Work to complete:
Give back all of the data exactly as it appears here.

*** Data Section Begins ***

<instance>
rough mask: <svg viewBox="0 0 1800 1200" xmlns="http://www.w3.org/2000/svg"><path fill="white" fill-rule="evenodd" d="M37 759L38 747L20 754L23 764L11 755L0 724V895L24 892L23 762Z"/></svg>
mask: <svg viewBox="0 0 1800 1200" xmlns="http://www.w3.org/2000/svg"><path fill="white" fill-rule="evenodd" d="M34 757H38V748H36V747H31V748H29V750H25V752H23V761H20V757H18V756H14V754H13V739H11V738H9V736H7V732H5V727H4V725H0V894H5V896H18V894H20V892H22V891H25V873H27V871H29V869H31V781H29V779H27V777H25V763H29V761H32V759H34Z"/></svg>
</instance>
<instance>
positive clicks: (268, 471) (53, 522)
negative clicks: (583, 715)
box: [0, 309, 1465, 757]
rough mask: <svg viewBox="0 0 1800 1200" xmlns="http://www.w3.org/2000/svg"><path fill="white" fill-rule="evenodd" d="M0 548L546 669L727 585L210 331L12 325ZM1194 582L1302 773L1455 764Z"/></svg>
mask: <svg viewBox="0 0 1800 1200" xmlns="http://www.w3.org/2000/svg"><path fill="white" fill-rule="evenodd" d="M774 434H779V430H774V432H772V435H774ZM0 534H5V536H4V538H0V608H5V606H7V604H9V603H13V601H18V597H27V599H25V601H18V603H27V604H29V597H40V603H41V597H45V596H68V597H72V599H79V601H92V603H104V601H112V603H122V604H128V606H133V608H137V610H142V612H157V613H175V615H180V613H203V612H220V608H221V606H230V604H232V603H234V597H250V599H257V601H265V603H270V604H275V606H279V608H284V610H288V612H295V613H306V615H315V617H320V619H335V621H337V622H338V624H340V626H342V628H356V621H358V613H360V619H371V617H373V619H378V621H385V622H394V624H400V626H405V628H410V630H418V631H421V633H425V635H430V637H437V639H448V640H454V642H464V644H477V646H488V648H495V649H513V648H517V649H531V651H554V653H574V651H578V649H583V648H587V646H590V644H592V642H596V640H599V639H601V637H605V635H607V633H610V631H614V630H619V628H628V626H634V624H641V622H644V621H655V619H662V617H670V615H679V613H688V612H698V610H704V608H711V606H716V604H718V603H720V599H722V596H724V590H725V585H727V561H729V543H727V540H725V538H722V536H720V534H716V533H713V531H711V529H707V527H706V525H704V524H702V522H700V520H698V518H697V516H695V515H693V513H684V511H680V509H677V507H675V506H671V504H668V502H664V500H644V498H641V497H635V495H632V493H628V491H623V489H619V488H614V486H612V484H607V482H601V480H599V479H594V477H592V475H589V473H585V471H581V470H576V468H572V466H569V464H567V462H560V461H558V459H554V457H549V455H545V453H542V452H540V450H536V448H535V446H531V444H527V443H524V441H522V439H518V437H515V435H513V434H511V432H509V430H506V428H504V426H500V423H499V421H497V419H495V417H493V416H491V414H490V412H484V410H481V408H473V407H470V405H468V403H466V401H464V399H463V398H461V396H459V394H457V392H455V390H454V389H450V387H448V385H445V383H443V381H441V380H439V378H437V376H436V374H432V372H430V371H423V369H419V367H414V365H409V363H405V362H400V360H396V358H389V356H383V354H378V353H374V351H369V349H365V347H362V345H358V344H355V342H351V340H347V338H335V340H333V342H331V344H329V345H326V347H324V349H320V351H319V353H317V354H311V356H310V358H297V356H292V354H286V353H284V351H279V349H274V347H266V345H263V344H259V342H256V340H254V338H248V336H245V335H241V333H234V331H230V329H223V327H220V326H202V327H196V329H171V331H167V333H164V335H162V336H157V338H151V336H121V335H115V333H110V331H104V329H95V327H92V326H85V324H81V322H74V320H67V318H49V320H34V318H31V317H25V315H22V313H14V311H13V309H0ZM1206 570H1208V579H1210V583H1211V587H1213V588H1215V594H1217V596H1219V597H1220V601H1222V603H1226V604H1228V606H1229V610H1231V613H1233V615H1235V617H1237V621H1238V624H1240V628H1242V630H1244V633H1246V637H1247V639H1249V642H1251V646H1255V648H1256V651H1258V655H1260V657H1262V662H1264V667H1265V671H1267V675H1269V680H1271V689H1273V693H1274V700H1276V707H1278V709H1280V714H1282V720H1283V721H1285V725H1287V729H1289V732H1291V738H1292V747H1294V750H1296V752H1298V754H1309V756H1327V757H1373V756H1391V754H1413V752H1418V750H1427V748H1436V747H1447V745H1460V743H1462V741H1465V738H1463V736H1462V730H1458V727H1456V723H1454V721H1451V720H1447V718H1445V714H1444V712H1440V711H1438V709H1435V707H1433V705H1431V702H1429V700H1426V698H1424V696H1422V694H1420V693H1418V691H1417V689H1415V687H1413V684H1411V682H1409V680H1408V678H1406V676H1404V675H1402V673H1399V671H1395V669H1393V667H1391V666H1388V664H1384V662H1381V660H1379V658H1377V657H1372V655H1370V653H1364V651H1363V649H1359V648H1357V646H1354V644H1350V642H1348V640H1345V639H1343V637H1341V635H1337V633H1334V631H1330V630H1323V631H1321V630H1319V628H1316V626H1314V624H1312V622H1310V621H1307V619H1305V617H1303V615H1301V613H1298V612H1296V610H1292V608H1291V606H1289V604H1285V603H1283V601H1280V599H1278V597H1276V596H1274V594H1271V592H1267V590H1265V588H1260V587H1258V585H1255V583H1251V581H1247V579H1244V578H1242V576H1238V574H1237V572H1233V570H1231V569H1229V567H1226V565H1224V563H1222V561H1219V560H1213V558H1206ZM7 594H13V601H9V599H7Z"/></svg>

*** Data Section Ends ***

Completed task:
<instance>
rough mask: <svg viewBox="0 0 1800 1200" xmlns="http://www.w3.org/2000/svg"><path fill="white" fill-rule="evenodd" d="M37 759L38 747L20 754L23 764L11 755L0 724V895L24 892L23 762Z"/></svg>
mask: <svg viewBox="0 0 1800 1200" xmlns="http://www.w3.org/2000/svg"><path fill="white" fill-rule="evenodd" d="M34 757H38V748H36V747H31V748H29V750H25V752H23V761H20V757H18V756H14V754H13V739H11V738H9V736H7V732H5V727H4V725H0V894H5V896H18V894H20V892H22V891H25V873H27V871H29V869H31V781H29V779H27V777H25V763H29V761H32V759H34Z"/></svg>
</instance>
<instance>
positive clicks: (268, 471) (53, 522)
negative clicks: (583, 715)
box: [0, 309, 1465, 757]
rough mask: <svg viewBox="0 0 1800 1200" xmlns="http://www.w3.org/2000/svg"><path fill="white" fill-rule="evenodd" d="M0 548L546 669L727 585L210 331L12 325ZM1194 582L1302 773L1455 764Z"/></svg>
mask: <svg viewBox="0 0 1800 1200" xmlns="http://www.w3.org/2000/svg"><path fill="white" fill-rule="evenodd" d="M774 434H779V430H774V432H772V435H774ZM0 534H5V536H4V538H0V608H5V606H7V604H9V603H13V601H18V597H27V599H25V601H18V603H27V604H29V597H40V603H41V597H45V596H68V597H72V599H79V601H92V603H104V601H112V603H122V604H128V606H133V608H137V610H142V612H157V613H175V615H180V613H203V612H220V608H221V606H230V604H232V603H234V597H250V599H257V601H265V603H270V604H275V606H279V608H284V610H288V612H295V613H306V615H315V617H320V619H335V621H337V622H338V624H340V626H342V628H356V621H358V613H360V619H371V617H373V619H378V621H385V622H394V624H400V626H405V628H410V630H418V631H421V633H425V635H430V637H437V639H448V640H454V642H464V644H477V646H488V648H495V649H513V648H517V649H531V651H554V653H574V651H578V649H583V648H587V646H590V644H592V642H596V640H599V639H601V637H605V635H607V633H610V631H614V630H619V628H628V626H634V624H641V622H644V621H655V619H662V617H670V615H679V613H688V612H698V610H704V608H711V606H716V604H718V603H720V599H722V596H724V590H725V585H727V561H729V543H727V540H725V538H722V536H720V534H716V533H713V531H711V529H707V527H706V525H704V524H702V522H700V520H698V518H697V516H695V515H693V513H684V511H680V509H677V507H675V506H671V504H668V502H664V500H644V498H641V497H635V495H632V493H628V491H623V489H619V488H614V486H612V484H607V482H601V480H599V479H594V477H592V475H589V473H585V471H581V470H576V468H572V466H569V464H567V462H560V461H558V459H554V457H549V455H545V453H542V452H540V450H536V448H535V446H531V444H527V443H524V441H522V439H518V437H515V435H513V434H511V432H509V430H506V428H504V426H500V423H499V421H497V419H495V417H493V416H491V414H490V412H484V410H481V408H473V407H470V405H468V403H466V401H464V399H463V398H461V396H459V394H457V392H455V390H454V389H450V387H448V385H445V383H443V381H441V380H439V378H437V376H436V374H432V372H430V371H423V369H419V367H414V365H409V363H405V362H400V360H396V358H389V356H383V354H378V353H374V351H369V349H365V347H362V345H358V344H355V342H351V340H347V338H335V340H333V342H331V344H329V345H326V347H324V349H320V351H319V353H317V354H311V356H310V358H297V356H292V354H286V353H284V351H279V349H274V347H266V345H263V344H259V342H256V340H254V338H248V336H245V335H241V333H234V331H230V329H223V327H220V326H202V327H196V329H171V331H167V333H164V335H162V336H157V338H151V336H121V335H115V333H110V331H104V329H95V327H92V326H85V324H81V322H74V320H67V318H49V320H34V318H31V317H25V315H22V313H14V311H13V309H0ZM1206 570H1208V579H1210V583H1211V587H1213V588H1215V594H1217V596H1219V597H1220V601H1222V603H1226V604H1228V606H1229V610H1231V613H1233V615H1235V617H1237V621H1238V624H1240V628H1242V630H1244V633H1246V637H1247V639H1249V642H1251V646H1255V648H1256V651H1258V655H1260V657H1262V662H1264V667H1265V671H1267V675H1269V680H1271V689H1273V693H1274V700H1276V707H1278V709H1280V714H1282V720H1283V721H1285V725H1287V729H1289V732H1291V738H1292V747H1294V750H1296V752H1298V754H1309V756H1327V757H1373V756H1391V754H1413V752H1418V750H1427V748H1436V747H1447V745H1460V743H1462V741H1465V738H1463V736H1462V730H1458V727H1456V723H1454V721H1451V720H1447V718H1445V714H1444V712H1440V711H1438V709H1435V707H1433V705H1431V702H1429V700H1426V698H1424V696H1422V694H1420V693H1418V691H1417V689H1415V687H1413V684H1411V682H1409V680H1408V678H1406V676H1404V675H1402V673H1399V671H1395V669H1393V667H1391V666H1388V664H1384V662H1381V660H1379V658H1377V657H1372V655H1370V653H1364V651H1363V649H1359V648H1357V646H1354V644H1350V642H1348V640H1345V639H1343V637H1341V635H1337V633H1334V631H1330V630H1323V631H1321V630H1319V628H1316V626H1314V624H1312V622H1310V621H1307V619H1305V617H1303V615H1301V613H1298V612H1296V610H1292V608H1291V606H1289V604H1285V603H1283V601H1280V599H1278V597H1276V596H1274V594H1271V592H1267V590H1265V588H1260V587H1258V585H1255V583H1251V581H1247V579H1244V578H1242V576H1238V574H1237V572H1233V570H1231V569H1229V567H1226V565H1224V563H1222V561H1219V560H1213V558H1206ZM7 594H13V601H9V599H7Z"/></svg>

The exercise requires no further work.